(What the exercise asks) Your answer is to be every line of the material that includes the string "grille".

(Working data)
------------------------------
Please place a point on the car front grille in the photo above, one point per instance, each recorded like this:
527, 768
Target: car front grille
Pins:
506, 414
------------------------------
(Answer to the problem)
Please place a point on the car front grille in the photo above, one point per instance, each recorded like this:
Target: car front grille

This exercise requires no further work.